(Shape annotation entries)
'''

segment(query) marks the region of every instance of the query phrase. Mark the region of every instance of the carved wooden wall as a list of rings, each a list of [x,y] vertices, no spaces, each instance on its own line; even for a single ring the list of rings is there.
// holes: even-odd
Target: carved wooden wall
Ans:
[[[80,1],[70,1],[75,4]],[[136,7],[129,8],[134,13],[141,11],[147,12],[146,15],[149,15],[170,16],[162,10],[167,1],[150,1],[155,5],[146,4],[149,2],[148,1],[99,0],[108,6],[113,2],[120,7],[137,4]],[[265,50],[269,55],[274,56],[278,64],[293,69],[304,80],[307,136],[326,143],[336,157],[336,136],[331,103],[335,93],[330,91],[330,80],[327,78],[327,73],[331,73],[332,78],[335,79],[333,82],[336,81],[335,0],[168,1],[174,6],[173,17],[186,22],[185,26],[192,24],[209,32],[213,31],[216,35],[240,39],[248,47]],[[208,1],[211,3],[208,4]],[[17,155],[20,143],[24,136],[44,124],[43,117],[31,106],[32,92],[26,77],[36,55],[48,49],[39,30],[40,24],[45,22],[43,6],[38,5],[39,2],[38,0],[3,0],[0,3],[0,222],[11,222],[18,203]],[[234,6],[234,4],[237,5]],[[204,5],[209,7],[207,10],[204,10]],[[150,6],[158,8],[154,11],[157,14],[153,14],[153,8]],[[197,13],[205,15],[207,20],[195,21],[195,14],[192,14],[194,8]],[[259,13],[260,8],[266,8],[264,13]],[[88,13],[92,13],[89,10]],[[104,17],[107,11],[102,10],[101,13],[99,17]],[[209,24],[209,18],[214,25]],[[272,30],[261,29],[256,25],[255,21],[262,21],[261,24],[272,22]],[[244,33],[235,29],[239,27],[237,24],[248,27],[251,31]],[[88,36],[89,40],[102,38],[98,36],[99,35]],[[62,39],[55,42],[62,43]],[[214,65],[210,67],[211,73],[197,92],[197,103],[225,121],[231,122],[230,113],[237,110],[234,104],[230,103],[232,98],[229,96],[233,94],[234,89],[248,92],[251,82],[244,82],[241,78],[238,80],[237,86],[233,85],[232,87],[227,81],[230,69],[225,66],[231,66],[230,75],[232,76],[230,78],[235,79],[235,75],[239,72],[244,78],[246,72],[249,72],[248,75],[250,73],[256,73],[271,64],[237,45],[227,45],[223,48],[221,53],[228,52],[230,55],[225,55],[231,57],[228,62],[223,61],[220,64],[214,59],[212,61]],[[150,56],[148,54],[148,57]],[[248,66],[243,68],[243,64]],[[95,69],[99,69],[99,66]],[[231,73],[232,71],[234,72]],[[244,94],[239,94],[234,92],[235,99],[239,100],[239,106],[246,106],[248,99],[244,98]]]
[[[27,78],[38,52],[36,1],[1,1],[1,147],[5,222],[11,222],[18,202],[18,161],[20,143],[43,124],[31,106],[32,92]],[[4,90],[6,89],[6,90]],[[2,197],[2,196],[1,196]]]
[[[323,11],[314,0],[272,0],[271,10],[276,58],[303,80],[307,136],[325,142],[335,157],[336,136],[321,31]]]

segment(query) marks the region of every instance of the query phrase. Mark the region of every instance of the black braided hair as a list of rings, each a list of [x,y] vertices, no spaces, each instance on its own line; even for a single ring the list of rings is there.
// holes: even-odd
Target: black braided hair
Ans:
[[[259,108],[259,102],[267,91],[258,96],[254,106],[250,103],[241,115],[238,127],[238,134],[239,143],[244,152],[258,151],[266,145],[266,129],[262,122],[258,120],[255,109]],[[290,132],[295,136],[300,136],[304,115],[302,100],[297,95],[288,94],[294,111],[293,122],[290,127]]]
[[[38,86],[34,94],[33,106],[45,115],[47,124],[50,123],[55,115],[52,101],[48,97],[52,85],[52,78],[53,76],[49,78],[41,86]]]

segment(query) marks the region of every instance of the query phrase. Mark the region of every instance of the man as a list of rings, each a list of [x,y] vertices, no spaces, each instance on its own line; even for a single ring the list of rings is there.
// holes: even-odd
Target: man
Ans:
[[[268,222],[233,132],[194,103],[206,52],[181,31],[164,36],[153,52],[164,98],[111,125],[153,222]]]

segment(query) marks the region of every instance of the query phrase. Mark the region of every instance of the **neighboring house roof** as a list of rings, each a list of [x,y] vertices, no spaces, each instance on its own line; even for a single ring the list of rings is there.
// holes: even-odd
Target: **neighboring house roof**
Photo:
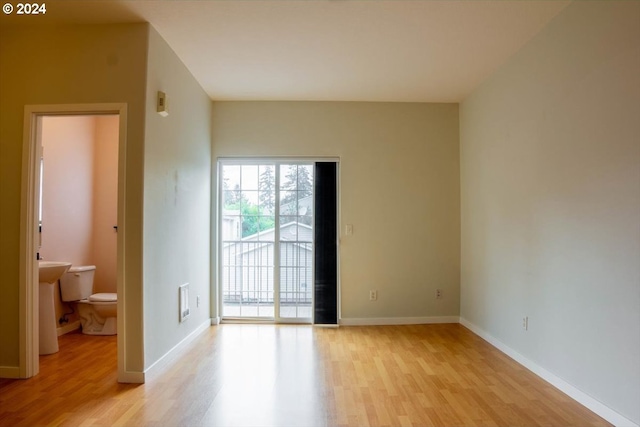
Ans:
[[[312,232],[313,232],[313,229],[307,224],[302,224],[296,221],[288,222],[280,226],[280,241],[310,243],[312,241]],[[274,240],[275,240],[275,228],[271,228],[269,230],[260,231],[258,233],[244,237],[240,241],[229,242],[224,247],[225,249],[231,248],[243,242],[263,243],[261,245],[254,245],[249,249],[246,249],[237,253],[237,254],[245,254],[245,253],[249,253],[249,252],[253,252],[255,250],[261,249],[267,245],[270,245]],[[311,250],[308,247],[308,245],[301,244],[298,246],[307,251]]]

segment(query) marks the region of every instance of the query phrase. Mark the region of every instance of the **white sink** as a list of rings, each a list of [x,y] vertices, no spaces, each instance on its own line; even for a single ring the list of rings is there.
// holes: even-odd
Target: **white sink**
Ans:
[[[53,301],[53,284],[71,267],[70,262],[38,261],[39,299],[40,299],[40,354],[52,354],[58,351],[58,331],[56,329],[56,310]]]
[[[38,261],[40,283],[55,283],[71,267],[70,262],[64,261]]]

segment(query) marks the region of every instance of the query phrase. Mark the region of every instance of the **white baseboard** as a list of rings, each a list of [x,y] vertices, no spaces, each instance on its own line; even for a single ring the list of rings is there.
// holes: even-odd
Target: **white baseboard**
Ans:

'''

▶ Problem to work on
Leave out the pictures and reproduce the rest of the listing exactly.

▶ Solution to the problem
segment(query) marks the region of every instance of the query phrase. Mark the region of every instance of the carved wooden wall as a list of rings, each a list of [x,y] vertices, no spaces, each instance on its own line; even for a single ring the list of rings is there.
// holes: even-odd
Target: carved wooden wall
Ans:
[[[80,1],[70,1],[75,4]],[[136,7],[129,8],[134,13],[141,11],[147,12],[146,15],[149,15],[170,16],[162,10],[167,1],[150,1],[155,5],[146,4],[149,2],[148,1],[99,0],[108,6],[113,2],[120,7],[137,4]],[[265,50],[269,55],[274,56],[278,64],[293,69],[304,80],[307,136],[326,143],[336,157],[336,136],[331,103],[335,93],[330,91],[330,80],[327,78],[327,73],[331,73],[332,78],[335,79],[333,82],[336,81],[335,0],[168,1],[174,6],[173,17],[186,22],[185,26],[192,24],[209,32],[213,31],[216,35],[240,39],[248,47]],[[208,1],[211,3],[208,4]],[[17,155],[20,143],[24,136],[44,124],[43,117],[31,106],[32,92],[26,77],[36,55],[48,49],[39,30],[40,24],[45,22],[43,6],[38,5],[39,2],[38,0],[3,0],[0,3],[0,222],[11,222],[18,203]],[[234,6],[234,4],[237,5]],[[204,5],[209,7],[207,10],[204,10]],[[150,6],[158,8],[154,11],[157,14],[153,14],[153,8]],[[197,13],[205,15],[207,20],[195,21],[195,14],[192,14],[194,8]],[[259,13],[260,8],[266,8],[264,13]],[[88,13],[92,13],[89,10]],[[104,17],[107,11],[102,10],[101,13],[99,17]],[[209,24],[209,18],[214,25]],[[272,30],[261,29],[256,25],[255,21],[262,21],[261,24],[272,22]],[[244,33],[235,29],[239,27],[237,24],[248,27],[251,31]],[[88,36],[89,40],[102,38],[98,36],[99,35]],[[62,39],[55,42],[62,43]],[[214,65],[210,67],[211,73],[197,92],[197,103],[225,121],[231,122],[230,113],[237,110],[234,104],[230,103],[232,98],[229,96],[233,94],[234,89],[248,92],[251,82],[244,82],[241,78],[238,80],[237,86],[233,85],[232,87],[227,81],[230,69],[225,66],[231,66],[230,75],[232,76],[230,78],[235,79],[235,75],[239,72],[244,78],[246,72],[249,72],[248,75],[250,73],[256,73],[271,64],[237,45],[227,45],[223,48],[221,53],[228,52],[230,55],[225,55],[231,57],[228,62],[223,61],[220,64],[214,59],[212,61]],[[150,56],[148,54],[148,57]],[[248,66],[243,68],[243,64]],[[95,69],[99,69],[99,66]],[[231,73],[232,71],[234,72]],[[244,94],[239,94],[234,92],[235,99],[239,100],[239,106],[246,106],[248,99],[244,98]]]
[[[27,78],[38,52],[36,1],[1,1],[1,147],[5,222],[11,222],[18,202],[18,161],[20,143],[43,124],[31,106],[32,92]],[[4,90],[6,89],[6,90]],[[2,197],[2,196],[1,196]]]
[[[323,11],[314,0],[272,0],[271,10],[276,58],[303,80],[307,136],[325,142],[335,157],[336,136],[321,31]]]

segment(query) marks the region of every instance of the query phrase. Mark the region of every instance of the black braided hair as a list of rings, each a list of [x,y] vertices, no spaces, each instance on its own line; even for a single ring the list of rings is there.
// holes: even-odd
Target: black braided hair
Ans:
[[[259,108],[259,102],[267,91],[258,96],[254,106],[250,103],[241,115],[238,127],[238,134],[239,143],[244,152],[258,151],[266,145],[266,129],[262,122],[258,120],[255,109]],[[290,132],[295,136],[300,136],[304,115],[302,100],[297,95],[288,94],[294,111],[293,122],[290,127]]]
[[[38,86],[34,94],[33,106],[45,115],[47,124],[50,123],[55,115],[52,101],[48,97],[52,85],[52,78],[53,76],[49,78],[41,86]]]

segment(query) marks the region of every instance of the query phrase. Mark the region of every instance of the man as a list of rings, each a list of [x,y] vertices, no spaces, each instance on its own line; even for a single ring the list of rings is there.
// holes: even-odd
Target: man
Ans:
[[[268,222],[233,132],[194,103],[206,52],[181,31],[164,36],[153,52],[164,98],[111,125],[153,222]]]

segment(query) marks the region of every instance of the query phrase. Mark the region of every instance of the **neighboring house roof** as a list of rings, each a list of [x,y] vertices, no spaces, each instance on its own line; even for a single ring the list of rings is there.
// holes: even-odd
Target: **neighboring house roof**
Photo:
Ans:
[[[312,232],[313,232],[313,229],[307,224],[302,224],[296,221],[288,222],[280,226],[280,241],[310,243],[312,241]],[[274,240],[275,240],[275,228],[271,228],[269,230],[260,231],[258,233],[244,237],[240,241],[229,242],[224,247],[225,249],[231,248],[243,242],[263,243],[261,245],[254,245],[249,249],[246,249],[237,253],[237,254],[245,254],[245,253],[249,253],[249,252],[253,252],[255,250],[261,249],[267,245],[270,245]],[[311,250],[308,247],[308,245],[301,244],[298,246],[307,251]]]

segment(query) marks the region of every instance of the query phrase. Mark the region of every instance of the **white sink** as a list of rings, each a list of [x,y] vertices, no spaces, each instance on its own line; even for a single ring the list of rings is there.
// holes: even-odd
Target: **white sink**
Ans:
[[[53,301],[53,284],[71,267],[70,262],[38,261],[39,299],[40,299],[40,354],[52,354],[58,351],[58,331],[56,329],[56,310]]]
[[[38,261],[40,283],[55,283],[71,267],[70,262],[64,261]]]

segment(query) marks the region of every instance of the query phrase. Mark the region of every instance of the **white baseboard** as a list of rings, each a list of [x,y] vertices, no spaces, each instance on its own line; even for a single ring the list of rings is there.
// holes: even-odd
Target: **white baseboard**
Ans:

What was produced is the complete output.